What is being asked:
Give as output the line that contains "Task: tag the shadow", followed by every remaining line of the entries, unchanged and with nothing added.

Working data:
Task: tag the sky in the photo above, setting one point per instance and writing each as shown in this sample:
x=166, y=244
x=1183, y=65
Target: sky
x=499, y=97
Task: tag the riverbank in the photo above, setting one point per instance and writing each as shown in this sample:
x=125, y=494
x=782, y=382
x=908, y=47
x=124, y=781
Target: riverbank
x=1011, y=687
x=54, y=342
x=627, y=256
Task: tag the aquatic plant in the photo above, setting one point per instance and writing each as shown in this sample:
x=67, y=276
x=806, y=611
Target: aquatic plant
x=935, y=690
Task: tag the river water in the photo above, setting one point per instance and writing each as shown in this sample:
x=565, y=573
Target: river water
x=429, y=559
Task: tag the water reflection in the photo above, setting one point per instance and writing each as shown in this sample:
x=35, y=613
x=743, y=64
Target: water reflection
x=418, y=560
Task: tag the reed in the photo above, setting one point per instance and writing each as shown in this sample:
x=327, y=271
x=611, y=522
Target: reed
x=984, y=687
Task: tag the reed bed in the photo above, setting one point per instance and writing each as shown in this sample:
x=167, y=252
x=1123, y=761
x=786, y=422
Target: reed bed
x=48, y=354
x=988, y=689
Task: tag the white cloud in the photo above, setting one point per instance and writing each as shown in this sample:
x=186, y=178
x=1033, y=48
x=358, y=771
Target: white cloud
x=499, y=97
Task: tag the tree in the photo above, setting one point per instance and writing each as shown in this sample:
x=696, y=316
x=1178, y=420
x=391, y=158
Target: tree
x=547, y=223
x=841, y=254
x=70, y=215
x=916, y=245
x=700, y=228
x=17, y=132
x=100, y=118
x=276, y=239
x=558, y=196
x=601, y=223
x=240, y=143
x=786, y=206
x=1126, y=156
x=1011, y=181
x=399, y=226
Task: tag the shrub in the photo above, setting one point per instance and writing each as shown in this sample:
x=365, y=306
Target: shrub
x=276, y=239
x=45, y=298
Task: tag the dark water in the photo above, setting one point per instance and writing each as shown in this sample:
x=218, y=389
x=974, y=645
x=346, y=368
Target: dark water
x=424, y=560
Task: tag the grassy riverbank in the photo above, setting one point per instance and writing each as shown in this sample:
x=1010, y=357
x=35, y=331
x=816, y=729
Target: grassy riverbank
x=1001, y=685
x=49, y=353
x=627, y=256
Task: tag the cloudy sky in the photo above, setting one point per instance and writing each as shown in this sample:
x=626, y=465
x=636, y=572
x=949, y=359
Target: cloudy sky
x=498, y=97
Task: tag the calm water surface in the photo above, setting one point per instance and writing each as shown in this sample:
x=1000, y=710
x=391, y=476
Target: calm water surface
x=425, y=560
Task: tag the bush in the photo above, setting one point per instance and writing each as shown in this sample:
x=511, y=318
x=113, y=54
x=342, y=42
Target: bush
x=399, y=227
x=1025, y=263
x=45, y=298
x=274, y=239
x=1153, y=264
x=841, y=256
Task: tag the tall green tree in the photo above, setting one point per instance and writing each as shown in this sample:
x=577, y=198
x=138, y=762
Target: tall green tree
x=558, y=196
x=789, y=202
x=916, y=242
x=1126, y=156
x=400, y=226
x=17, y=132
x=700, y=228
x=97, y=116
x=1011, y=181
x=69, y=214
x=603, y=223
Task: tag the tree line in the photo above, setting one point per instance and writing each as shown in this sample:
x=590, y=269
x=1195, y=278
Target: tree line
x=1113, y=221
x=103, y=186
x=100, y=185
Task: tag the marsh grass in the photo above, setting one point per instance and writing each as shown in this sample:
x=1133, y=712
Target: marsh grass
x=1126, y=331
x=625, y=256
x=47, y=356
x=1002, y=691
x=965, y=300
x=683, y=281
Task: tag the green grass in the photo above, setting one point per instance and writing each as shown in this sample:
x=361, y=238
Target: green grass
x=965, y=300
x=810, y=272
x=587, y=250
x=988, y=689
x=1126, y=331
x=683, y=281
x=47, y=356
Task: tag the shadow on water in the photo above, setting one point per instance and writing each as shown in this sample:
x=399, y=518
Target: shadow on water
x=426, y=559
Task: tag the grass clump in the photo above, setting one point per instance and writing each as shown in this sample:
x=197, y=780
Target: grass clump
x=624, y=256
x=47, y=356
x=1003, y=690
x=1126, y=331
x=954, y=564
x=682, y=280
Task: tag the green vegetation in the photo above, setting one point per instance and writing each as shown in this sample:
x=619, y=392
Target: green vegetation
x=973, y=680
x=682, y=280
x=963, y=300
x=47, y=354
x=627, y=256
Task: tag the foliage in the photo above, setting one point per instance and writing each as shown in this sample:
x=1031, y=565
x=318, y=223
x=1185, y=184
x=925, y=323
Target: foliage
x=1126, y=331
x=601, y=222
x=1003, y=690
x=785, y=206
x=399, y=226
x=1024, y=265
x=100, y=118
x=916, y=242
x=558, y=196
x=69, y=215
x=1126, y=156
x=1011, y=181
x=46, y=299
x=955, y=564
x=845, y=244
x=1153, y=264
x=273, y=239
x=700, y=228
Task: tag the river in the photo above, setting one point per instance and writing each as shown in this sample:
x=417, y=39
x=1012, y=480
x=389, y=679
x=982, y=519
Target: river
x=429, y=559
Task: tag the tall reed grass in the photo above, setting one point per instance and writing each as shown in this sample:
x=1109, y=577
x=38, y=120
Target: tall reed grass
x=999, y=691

Complete output:
Task: tag the shadow on water in the photo above, setting one point per instance and writing each as shown in this sample:
x=399, y=518
Target: shadow on water
x=426, y=559
Task: tag the grass clump in the photo above, setting one point per instance and writing each as shown in this sample:
x=197, y=780
Target: grass clump
x=624, y=256
x=47, y=356
x=1003, y=690
x=1126, y=331
x=954, y=564
x=682, y=280
Task: tag the green vegetation in the photo above, setting one point per instance and writing each as shown in this sample:
x=619, y=392
Target: green vegetation
x=973, y=680
x=682, y=280
x=963, y=300
x=47, y=354
x=627, y=256
Task: tag the foliage in the photo above, setting one point per instance and writing each as shown in this sample:
x=1031, y=565
x=318, y=223
x=1185, y=184
x=925, y=323
Target: foliage
x=1126, y=331
x=601, y=222
x=1003, y=690
x=785, y=206
x=399, y=226
x=1024, y=265
x=100, y=118
x=916, y=242
x=558, y=196
x=69, y=215
x=1126, y=156
x=1011, y=181
x=46, y=299
x=955, y=564
x=845, y=244
x=1153, y=264
x=273, y=239
x=700, y=228
Task: tag the river in the photo above, setting one point per instance and writing each as shown in this sample:
x=417, y=39
x=1012, y=480
x=389, y=679
x=982, y=519
Target: river
x=429, y=559
Task: tag the tall reed grass in the photo above, setting one point per instance and writing each as shown in this sample:
x=1109, y=577
x=38, y=120
Target: tall reed grass
x=999, y=691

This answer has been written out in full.